TASK PROMPT:
Echo the lines below verbatim, starting at the first line and ending at the line that contains "[(19, 192), (18, 204)]", both included.
.....
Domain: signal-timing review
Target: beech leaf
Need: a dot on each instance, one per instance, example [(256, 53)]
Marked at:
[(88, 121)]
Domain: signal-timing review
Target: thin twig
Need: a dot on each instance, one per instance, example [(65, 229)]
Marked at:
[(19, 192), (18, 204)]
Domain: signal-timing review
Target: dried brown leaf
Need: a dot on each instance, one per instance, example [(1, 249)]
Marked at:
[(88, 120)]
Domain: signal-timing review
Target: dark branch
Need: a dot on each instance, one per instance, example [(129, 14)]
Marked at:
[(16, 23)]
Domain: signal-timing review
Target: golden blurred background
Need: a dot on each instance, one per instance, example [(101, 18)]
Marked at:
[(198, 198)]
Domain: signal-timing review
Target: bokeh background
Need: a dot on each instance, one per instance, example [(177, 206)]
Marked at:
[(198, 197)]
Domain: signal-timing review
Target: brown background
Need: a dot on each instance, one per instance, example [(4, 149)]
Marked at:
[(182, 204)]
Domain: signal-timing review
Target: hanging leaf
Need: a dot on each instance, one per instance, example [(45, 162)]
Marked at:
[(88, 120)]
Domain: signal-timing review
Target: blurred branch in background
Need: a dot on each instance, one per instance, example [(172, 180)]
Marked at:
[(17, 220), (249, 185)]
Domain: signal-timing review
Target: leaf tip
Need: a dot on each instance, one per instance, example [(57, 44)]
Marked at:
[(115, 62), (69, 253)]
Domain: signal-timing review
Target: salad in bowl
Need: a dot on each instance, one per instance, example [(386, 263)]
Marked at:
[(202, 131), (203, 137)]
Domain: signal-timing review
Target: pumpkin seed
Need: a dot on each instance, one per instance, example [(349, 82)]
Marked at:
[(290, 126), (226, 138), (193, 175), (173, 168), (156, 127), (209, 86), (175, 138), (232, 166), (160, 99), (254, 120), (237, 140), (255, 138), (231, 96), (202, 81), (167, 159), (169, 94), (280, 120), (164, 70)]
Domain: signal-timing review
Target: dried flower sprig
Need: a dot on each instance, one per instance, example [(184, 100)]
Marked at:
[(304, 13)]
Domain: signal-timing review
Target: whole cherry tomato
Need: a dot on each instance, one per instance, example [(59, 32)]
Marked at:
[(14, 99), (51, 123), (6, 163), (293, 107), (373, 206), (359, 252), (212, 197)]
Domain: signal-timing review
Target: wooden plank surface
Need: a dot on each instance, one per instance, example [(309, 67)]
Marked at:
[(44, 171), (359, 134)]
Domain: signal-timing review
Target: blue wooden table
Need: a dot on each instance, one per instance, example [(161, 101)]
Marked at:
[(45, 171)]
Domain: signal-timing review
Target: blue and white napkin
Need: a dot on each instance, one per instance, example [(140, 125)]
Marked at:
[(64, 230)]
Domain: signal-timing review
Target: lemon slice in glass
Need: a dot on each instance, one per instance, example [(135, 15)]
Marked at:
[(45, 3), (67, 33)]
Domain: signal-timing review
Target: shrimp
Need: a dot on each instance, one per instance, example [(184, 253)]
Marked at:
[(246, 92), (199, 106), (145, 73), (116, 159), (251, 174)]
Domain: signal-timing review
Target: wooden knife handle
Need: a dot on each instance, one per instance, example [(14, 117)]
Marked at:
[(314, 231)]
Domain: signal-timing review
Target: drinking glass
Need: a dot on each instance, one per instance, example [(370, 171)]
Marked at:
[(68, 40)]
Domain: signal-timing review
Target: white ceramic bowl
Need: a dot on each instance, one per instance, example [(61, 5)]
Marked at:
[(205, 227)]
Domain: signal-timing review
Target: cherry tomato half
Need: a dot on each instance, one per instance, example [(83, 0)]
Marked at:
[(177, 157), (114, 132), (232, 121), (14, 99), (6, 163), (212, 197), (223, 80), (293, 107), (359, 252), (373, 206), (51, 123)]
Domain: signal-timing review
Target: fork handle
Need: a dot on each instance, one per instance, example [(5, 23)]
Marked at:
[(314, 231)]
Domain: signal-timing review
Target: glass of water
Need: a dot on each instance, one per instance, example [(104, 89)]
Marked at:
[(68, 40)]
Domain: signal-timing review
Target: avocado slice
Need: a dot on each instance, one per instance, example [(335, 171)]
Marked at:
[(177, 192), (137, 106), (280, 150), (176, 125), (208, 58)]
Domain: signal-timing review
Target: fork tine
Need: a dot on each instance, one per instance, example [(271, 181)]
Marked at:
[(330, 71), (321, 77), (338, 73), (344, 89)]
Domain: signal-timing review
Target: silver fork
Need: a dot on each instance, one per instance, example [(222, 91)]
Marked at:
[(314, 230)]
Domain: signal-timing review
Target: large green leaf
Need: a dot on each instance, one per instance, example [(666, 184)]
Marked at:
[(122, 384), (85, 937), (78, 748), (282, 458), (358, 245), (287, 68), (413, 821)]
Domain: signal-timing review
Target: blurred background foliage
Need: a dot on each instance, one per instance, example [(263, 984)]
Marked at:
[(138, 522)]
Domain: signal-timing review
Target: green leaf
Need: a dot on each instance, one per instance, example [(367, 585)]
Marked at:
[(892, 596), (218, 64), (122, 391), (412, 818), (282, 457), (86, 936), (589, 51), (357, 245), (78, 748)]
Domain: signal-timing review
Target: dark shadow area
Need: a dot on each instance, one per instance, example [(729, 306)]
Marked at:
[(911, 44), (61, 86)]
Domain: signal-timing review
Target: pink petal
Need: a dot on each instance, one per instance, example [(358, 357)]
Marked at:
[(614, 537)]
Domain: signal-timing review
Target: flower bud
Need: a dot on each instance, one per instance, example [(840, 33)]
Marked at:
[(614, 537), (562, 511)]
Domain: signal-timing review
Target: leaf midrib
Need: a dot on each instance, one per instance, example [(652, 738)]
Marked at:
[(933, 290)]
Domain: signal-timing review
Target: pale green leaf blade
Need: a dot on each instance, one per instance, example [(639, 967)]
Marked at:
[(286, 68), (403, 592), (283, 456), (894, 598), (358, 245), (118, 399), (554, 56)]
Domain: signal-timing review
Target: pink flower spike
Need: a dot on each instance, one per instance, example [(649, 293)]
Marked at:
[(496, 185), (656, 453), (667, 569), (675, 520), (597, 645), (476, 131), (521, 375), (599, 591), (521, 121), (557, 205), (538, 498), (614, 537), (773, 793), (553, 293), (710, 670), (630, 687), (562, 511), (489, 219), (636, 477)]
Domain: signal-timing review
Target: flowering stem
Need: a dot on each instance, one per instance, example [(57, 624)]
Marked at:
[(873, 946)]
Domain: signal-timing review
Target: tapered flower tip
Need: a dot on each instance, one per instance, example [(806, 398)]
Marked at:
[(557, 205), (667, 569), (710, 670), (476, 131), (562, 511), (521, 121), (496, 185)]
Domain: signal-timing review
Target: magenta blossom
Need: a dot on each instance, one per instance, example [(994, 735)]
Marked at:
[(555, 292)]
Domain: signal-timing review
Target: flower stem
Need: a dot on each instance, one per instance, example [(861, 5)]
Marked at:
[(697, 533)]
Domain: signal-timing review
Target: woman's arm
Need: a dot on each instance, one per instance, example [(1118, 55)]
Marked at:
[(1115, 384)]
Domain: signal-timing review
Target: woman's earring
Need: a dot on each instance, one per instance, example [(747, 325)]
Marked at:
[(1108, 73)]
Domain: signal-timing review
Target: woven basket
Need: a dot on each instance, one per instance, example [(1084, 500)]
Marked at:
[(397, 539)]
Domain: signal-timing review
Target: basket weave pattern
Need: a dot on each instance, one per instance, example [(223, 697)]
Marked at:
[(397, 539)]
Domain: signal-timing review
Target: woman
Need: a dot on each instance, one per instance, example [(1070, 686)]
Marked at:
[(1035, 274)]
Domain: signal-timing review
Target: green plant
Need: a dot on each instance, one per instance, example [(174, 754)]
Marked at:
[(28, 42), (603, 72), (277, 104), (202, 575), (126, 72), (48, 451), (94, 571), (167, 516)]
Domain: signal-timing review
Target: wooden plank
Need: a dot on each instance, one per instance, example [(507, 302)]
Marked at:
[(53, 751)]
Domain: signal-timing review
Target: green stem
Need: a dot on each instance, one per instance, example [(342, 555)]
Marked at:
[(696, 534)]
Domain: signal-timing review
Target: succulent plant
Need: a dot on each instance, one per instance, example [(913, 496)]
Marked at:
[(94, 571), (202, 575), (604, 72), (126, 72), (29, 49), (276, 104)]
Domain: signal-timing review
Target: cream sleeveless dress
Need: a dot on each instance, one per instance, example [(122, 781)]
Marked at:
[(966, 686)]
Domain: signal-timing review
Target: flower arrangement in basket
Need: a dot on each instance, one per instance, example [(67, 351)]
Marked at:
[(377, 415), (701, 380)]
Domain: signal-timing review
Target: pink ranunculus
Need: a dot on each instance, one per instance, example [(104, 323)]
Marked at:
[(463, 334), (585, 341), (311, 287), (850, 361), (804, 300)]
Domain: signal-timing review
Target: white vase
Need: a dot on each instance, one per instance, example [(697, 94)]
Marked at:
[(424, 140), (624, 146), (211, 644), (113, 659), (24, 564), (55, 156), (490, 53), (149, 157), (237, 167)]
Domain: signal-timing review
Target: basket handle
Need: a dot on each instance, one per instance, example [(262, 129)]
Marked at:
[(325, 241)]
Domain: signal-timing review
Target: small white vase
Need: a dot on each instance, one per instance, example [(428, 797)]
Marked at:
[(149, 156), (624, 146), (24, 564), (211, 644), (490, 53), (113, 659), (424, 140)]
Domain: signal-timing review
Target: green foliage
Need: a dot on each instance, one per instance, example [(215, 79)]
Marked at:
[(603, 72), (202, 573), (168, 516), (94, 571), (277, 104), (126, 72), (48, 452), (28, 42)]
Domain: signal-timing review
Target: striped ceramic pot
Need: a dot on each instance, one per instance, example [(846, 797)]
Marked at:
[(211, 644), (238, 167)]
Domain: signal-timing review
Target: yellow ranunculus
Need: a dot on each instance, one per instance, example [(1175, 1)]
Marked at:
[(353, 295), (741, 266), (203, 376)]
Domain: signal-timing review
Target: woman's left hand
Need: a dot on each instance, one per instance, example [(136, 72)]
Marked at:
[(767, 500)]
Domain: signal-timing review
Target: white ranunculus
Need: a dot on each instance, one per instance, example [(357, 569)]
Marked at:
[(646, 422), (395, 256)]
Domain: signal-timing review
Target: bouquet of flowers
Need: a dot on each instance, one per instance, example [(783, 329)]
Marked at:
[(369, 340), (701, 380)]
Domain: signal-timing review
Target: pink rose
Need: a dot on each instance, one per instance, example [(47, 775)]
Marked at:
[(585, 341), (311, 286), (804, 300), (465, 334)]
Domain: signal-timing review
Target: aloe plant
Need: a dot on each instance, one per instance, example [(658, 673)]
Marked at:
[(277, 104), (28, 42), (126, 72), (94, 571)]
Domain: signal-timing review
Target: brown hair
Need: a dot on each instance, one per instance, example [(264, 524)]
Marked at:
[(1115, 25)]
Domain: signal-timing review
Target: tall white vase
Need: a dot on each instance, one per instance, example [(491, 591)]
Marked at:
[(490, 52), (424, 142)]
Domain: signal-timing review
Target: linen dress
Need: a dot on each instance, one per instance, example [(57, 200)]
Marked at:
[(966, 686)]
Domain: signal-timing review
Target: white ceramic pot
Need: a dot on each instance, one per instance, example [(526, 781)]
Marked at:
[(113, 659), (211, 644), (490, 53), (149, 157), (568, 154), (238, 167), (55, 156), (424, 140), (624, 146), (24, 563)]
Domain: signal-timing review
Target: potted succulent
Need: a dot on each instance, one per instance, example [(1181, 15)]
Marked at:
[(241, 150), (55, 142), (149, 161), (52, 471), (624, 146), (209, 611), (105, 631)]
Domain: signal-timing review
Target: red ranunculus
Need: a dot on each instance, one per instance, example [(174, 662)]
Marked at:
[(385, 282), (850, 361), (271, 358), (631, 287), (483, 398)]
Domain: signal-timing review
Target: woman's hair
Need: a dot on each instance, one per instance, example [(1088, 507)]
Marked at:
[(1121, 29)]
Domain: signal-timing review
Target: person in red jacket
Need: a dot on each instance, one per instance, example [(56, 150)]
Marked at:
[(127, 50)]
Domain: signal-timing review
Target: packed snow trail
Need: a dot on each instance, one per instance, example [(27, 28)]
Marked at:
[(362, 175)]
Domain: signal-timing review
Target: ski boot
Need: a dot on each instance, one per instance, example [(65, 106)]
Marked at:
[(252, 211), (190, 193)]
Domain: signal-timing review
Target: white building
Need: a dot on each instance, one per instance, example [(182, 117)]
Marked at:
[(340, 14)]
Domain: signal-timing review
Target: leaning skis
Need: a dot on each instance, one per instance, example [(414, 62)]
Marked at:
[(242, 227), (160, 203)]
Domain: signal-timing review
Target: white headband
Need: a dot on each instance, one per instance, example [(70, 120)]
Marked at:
.....
SOLUTION:
Domain: signal-timing review
Target: beech leaf
Need: a dot on each instance, one per instance, example [(256, 53)]
Marked at:
[(88, 121)]
Domain: signal-timing review
Target: thin twig
Need: a dot on each instance, one per instance, example [(65, 229)]
Marked at:
[(19, 192), (18, 204)]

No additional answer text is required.